Article 46: Where a director, member of the senior management personnel or chief representative of a foreign-invested bank shall have his/her qualifications to serve in such position approved, matters shall be handled in accordance with the rules and regulations on administrative permissions of foreign-invested banks.

 

Article 47: If a proposed person has served as a director, member of the senior management personnel or chief representative of a banking financial institution in China, the CBIRC or the CBIRC office of the place where it is located may, as required, before approving his/her qualifications to serve in the proposed position, seek the opinion of the regulator of the institution in which the proposed person previously served.

 

The regulator of the institution in which the proposed person previously served shall provide feedback in a timely manner.

 

Article 48: After the foreign-invested bank has submitted the professional qualification approval application materials, the CBIRC or the CBIRC office of the place where it is located may interview the proposed person before he/she takes up his/her position.

Aim A
Write the entries as a JSON list of strings, one string per line, leaving out blank lines, covering the stretch from the start of the entries through the line containing "fill-rule: evenodd".

Provided entries
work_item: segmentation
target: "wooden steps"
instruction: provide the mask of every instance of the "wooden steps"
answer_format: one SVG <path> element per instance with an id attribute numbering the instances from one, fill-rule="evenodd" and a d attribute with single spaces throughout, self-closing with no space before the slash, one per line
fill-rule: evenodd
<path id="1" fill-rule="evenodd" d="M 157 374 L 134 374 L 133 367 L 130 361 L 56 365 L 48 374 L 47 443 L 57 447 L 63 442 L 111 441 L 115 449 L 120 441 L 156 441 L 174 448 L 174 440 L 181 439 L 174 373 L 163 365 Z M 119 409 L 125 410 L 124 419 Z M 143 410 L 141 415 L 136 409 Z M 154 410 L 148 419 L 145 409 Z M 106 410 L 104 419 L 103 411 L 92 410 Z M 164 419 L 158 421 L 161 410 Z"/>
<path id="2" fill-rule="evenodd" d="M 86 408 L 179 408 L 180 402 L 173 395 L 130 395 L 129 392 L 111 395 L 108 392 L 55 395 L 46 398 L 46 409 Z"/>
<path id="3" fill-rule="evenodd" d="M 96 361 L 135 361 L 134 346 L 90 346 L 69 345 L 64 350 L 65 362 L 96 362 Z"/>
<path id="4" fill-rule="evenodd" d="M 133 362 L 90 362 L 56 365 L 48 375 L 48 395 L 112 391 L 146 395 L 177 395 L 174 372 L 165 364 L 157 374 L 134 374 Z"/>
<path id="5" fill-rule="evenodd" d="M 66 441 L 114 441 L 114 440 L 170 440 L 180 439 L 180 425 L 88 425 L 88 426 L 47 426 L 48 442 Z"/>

Aim B
Answer these questions about the banking regulations excerpt:
(i) Under Article 46, which three positions at a foreign-invested bank require qualification approval?
(ii) Under Article 47, whose opinion may the CBIRC seek before approving a proposed person's qualifications?
(iii) Under Article 48, at what point may the proposed person be interviewed?

Result A
[
  "work_item: segmentation",
  "target: \"wooden steps\"",
  "instruction: provide the mask of every instance of the \"wooden steps\"",
  "answer_format: one SVG <path> element per instance with an id attribute numbering the instances from one, fill-rule=\"evenodd\" and a d attribute with single spaces throughout, self-closing with no space before the slash, one per line",
  "fill-rule: evenodd"
]

Result B
(i) Director, member of the senior management personnel, and chief representative.
(ii) The regulator of the institution in which the proposed person previously served.
(iii) Before he/she takes up the position, after the bank has submitted the professional qualification approval application materials.